Given problem 1
Using the Belarus teaching excerpt below, mark each statement (a), (b), (c) yes or no, and quote the words of the excerpt that decide it. (a) The narrator's students were 17-year-old business majors. (b) Sasha and the narrator rode a train heading north from Minsk. (c) One student tried to bribe the narrator with fancy chocolates.
Given problem 2
Reproduce word for word the part of the Belarus teaching excerpt below that opens with the words "I didn’t know" and closes with "the contaminated zone.".

Source extract
** Start **

I didn’t know much about Belarus. I didn’t even know where it was when I received my placement. After the phone call, I had to look it up on a map.

“Nobody knows where Belarus is.” Sasha poured a shot of balsam into his plastic cup. He was heavy-handed with the bottle. We were on a train from Minsk, rolling south through the contaminated zone.

“Especially when I visit America,” he continued. “They have no idea. I tell them I’m from Belarus, and they say ‘Ah yes, Belgium!’ ‘No,’ I say, ‘BEL-A-ROOS.’ ‘Oh right, part of Russia,’ they say…as if they recognize it.”

“I have this joke,” Sasha tilted the red cup back and forth while he spoke. “I always tell it to foreigners. Want to hear?”

“Of course,” I answered.

“Okay. Do you know where Russia is?” he asked.

“Well, of course,” I smiled.

“K. Do you know where China is?”

“Obviously.”

“Well Russia is between China and Belarus. Ha!”

He dumped the shot into his laughing mouth.

II.
We often played a game called “2 Truths and a Lie.”

I was teaching English in Minsk. My students were 17-year-old business majors.

“Why business? Why did you choose this specialization? What do you want to do?” I would ask. They stared at me.

“Who wants to be an entrepreneur? You know — open your own business — a cake shop, a hotel, a bookstore. Something like that?” More quiet shrugs.

* * *
“One: I’ve never been abroad. Two: I have a cat named Koshka. And three: I’ve only ever had McDonald’s once in my whole life,” Sveta announced.

It was my first year as a teacher. My students were too chatty, and they rarely did their homework. One even tried to bribe me for a passing grade. Fancy chocolates.

But despite their cheeky comments, I loved them. I wanted to learn about their lives. We often played a game called “2 Truths and a Lie.” The speaker’s aim is to pick things that are true but also fantastic sounding, to stump the listeners. The rest of the class then has to guess which statement is false.

“McDonald’s! You’ve had it more times,” Eugene shouted.

“Nope,” Sveta replied. “It’s true.”

“Koshka — cat. You don’t have a cat,” Marina said.

** End **

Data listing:

** Start **

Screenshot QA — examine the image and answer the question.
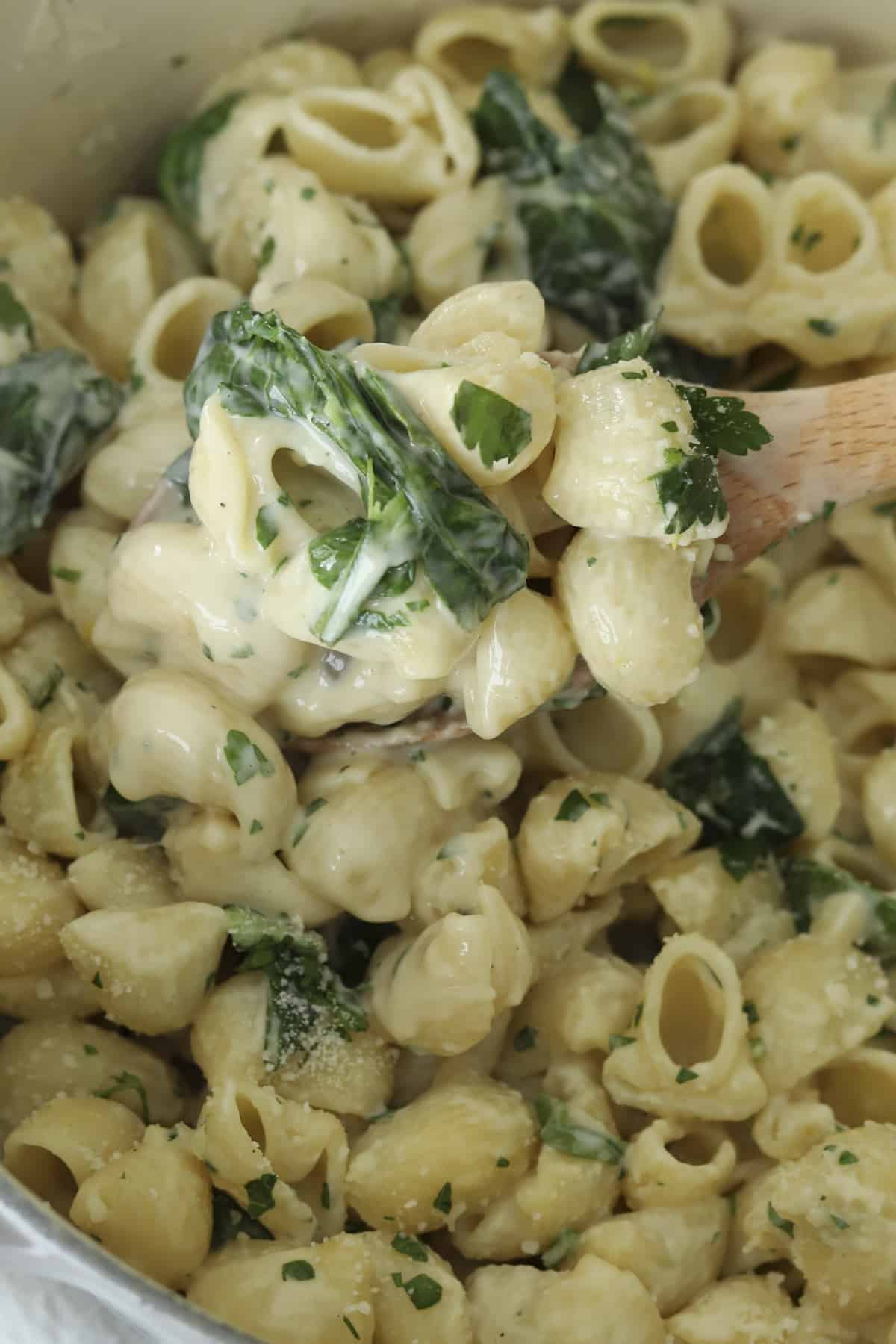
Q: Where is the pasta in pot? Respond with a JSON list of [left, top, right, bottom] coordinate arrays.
[[0, 0, 896, 1344]]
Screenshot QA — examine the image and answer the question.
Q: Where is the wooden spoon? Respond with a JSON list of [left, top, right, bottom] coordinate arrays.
[[694, 373, 896, 602]]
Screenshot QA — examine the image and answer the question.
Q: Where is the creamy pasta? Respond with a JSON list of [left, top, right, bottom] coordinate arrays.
[[0, 0, 896, 1344]]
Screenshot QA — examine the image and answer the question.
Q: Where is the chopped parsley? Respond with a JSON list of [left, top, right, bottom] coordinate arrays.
[[293, 798, 326, 850], [553, 789, 610, 821], [392, 1233, 430, 1265], [392, 1274, 442, 1312], [535, 1092, 626, 1164], [541, 1227, 582, 1269], [224, 729, 274, 788], [90, 1069, 149, 1125], [451, 379, 532, 467], [211, 1188, 274, 1251], [513, 1027, 538, 1054], [281, 1260, 316, 1284], [255, 504, 278, 551], [432, 1180, 454, 1215], [246, 1172, 277, 1218], [765, 1204, 794, 1236]]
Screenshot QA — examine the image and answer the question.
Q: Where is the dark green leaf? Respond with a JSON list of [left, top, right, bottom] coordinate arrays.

** End **

Written reply 1
(a) Yes: "My students were 17-year-old business majors."
(b) No: "We were on a train from Minsk, rolling south through the contaminated zone."
(c) Yes: "One even tried to bribe me for a passing grade. Fancy chocolates."

Written reply 2
I didn’t know much about Belarus. I didn’t even know where it was when I received my placement. After the phone call, I had to look it up on a map.

“Nobody knows where Belarus is.” Sasha poured a shot of balsam into his plastic cup. He was heavy-handed with the bottle. We were on a train from Minsk, rolling south through the contaminated zone.